╭─ Data entries
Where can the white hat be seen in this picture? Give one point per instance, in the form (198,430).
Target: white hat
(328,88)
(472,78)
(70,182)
╰─
Please turn the records above into a JSON list of strings, one string per line, leaving out any blank lines.

Answer to this task:
[
  "Where can the white hat be seen in this picture? Give one point per instance, in the form (198,430).",
  "Target: white hat",
  "(328,88)",
  "(472,78)",
  "(70,182)"
]